**Excerpts from a point labeling dataset**
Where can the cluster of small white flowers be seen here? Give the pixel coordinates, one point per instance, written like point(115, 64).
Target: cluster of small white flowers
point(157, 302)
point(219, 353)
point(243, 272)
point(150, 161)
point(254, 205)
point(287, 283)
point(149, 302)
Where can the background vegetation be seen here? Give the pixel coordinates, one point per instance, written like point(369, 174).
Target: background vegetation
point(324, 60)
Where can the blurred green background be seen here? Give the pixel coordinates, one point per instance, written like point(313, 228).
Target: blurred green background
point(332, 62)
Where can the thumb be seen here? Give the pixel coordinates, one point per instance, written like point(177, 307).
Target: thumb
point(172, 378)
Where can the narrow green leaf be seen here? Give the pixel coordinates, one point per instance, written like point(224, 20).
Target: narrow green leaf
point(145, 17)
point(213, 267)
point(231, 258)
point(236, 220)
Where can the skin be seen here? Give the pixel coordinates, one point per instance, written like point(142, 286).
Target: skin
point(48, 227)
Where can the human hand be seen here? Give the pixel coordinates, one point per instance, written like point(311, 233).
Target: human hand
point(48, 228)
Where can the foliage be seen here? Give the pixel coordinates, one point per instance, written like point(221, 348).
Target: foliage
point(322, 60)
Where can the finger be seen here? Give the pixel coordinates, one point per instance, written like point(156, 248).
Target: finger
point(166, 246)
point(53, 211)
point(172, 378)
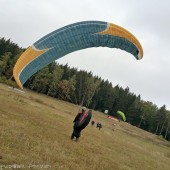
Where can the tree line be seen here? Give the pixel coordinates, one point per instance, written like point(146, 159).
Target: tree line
point(84, 88)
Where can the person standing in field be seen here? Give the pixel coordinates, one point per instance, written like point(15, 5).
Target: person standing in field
point(77, 131)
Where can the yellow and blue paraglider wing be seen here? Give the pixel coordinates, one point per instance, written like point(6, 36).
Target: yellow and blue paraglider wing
point(71, 38)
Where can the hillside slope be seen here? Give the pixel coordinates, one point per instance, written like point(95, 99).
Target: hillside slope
point(35, 134)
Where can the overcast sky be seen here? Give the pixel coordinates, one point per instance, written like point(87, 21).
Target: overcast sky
point(25, 21)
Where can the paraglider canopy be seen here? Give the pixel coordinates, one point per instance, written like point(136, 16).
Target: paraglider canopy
point(71, 38)
point(122, 115)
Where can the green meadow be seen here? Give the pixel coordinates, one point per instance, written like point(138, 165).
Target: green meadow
point(35, 134)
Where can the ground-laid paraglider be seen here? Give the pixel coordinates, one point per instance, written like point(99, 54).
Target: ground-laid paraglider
point(71, 38)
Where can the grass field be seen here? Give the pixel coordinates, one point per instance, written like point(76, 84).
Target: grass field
point(35, 134)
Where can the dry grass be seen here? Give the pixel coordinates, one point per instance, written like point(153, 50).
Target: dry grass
point(35, 134)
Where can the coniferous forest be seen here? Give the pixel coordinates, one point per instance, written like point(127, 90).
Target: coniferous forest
point(84, 88)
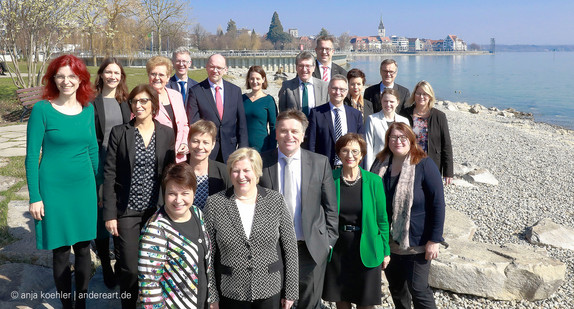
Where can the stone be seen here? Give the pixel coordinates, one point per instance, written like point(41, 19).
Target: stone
point(546, 232)
point(509, 272)
point(457, 226)
point(481, 175)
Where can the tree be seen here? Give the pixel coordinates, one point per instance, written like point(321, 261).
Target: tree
point(276, 35)
point(158, 12)
point(34, 29)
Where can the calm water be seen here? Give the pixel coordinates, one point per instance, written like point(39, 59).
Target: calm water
point(540, 83)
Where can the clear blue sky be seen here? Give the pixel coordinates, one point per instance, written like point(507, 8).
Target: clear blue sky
point(509, 21)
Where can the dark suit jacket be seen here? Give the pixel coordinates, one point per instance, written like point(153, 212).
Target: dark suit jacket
point(439, 145)
point(367, 108)
point(373, 94)
point(258, 266)
point(120, 161)
point(321, 132)
point(172, 84)
point(289, 97)
point(232, 129)
point(319, 217)
point(335, 69)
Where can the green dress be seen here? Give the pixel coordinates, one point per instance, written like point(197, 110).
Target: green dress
point(64, 179)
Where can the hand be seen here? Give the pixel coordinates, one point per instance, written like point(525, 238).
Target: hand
point(431, 250)
point(112, 227)
point(37, 210)
point(183, 149)
point(386, 261)
point(286, 304)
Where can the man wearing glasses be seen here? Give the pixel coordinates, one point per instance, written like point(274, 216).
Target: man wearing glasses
point(325, 68)
point(181, 59)
point(389, 69)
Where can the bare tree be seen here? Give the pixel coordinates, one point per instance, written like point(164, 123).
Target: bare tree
point(158, 12)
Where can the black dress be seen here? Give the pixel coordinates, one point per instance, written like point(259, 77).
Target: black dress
point(346, 278)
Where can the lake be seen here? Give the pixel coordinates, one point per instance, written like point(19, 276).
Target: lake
point(541, 83)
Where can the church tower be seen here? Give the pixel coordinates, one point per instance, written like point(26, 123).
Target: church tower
point(381, 28)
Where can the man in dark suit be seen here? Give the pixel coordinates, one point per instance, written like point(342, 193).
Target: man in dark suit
point(304, 91)
point(305, 180)
point(325, 120)
point(219, 101)
point(181, 59)
point(326, 68)
point(389, 69)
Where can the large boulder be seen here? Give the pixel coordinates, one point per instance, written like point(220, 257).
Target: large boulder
point(546, 232)
point(509, 272)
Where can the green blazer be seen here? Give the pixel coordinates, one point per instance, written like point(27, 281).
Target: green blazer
point(375, 229)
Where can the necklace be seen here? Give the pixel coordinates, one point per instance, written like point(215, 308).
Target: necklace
point(354, 182)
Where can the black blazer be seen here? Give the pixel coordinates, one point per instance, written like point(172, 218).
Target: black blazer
point(100, 116)
point(373, 94)
point(119, 166)
point(335, 69)
point(439, 145)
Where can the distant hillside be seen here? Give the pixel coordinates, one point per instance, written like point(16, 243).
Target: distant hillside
point(529, 48)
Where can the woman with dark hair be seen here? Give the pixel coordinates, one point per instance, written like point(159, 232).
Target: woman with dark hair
point(211, 175)
point(138, 151)
point(354, 273)
point(111, 109)
point(355, 96)
point(174, 244)
point(62, 186)
point(261, 110)
point(416, 209)
point(431, 128)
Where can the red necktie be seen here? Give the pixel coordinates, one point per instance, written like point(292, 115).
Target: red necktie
point(219, 102)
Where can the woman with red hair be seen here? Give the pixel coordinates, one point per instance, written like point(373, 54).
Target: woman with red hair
point(62, 183)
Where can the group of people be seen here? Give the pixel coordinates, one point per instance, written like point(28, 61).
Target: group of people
point(217, 199)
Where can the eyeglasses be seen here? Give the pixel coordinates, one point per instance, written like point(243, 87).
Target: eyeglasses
point(401, 138)
point(61, 78)
point(142, 101)
point(354, 152)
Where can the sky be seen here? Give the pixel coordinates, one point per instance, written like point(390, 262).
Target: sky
point(548, 22)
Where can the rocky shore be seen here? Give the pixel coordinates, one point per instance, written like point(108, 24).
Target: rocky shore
point(532, 165)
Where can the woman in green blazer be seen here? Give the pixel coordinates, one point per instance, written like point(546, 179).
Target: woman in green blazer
point(354, 272)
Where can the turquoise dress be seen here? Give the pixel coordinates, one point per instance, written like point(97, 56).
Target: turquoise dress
point(258, 114)
point(64, 179)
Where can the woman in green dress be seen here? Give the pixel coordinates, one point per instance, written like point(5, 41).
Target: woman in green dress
point(62, 185)
point(260, 111)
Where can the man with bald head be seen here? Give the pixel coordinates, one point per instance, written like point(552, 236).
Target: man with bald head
point(219, 101)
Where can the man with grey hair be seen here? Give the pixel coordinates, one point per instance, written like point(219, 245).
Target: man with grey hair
point(328, 122)
point(181, 59)
point(326, 68)
point(304, 91)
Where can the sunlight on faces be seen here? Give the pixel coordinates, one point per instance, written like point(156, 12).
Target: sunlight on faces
point(178, 200)
point(289, 134)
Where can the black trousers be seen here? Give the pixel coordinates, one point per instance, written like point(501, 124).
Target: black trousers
point(311, 278)
point(273, 302)
point(127, 245)
point(408, 279)
point(63, 274)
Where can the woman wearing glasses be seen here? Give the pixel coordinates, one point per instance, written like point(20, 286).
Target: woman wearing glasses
point(354, 273)
point(137, 154)
point(415, 208)
point(431, 128)
point(171, 108)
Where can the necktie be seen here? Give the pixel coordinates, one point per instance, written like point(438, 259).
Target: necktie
point(325, 71)
point(288, 186)
point(219, 101)
point(338, 131)
point(182, 87)
point(305, 100)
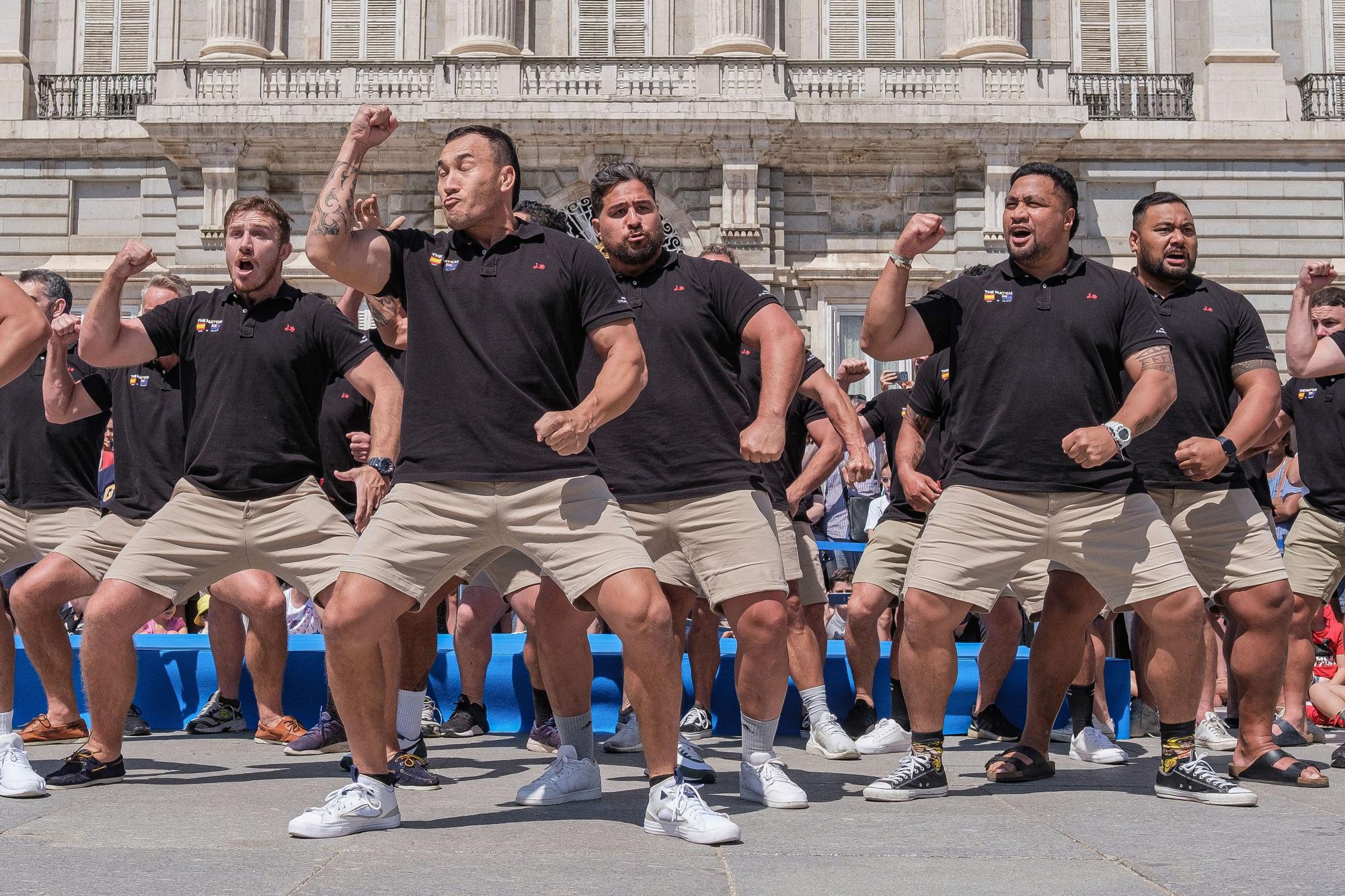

**What this task involves**
Copy everything from the line containing "Where can the green blazer" down to the line containing "point(354, 182)", both included, character for character.

**Solution to the exercise**
Where can the green blazer be seen here? Give the pixel coordinates, one point per instance, written like point(27, 281).
Target: green blazer
point(375, 229)
Where can the necklace be seen here? Give the pixel coordinates, one point per instance, written like point(215, 308).
Target: necklace
point(354, 182)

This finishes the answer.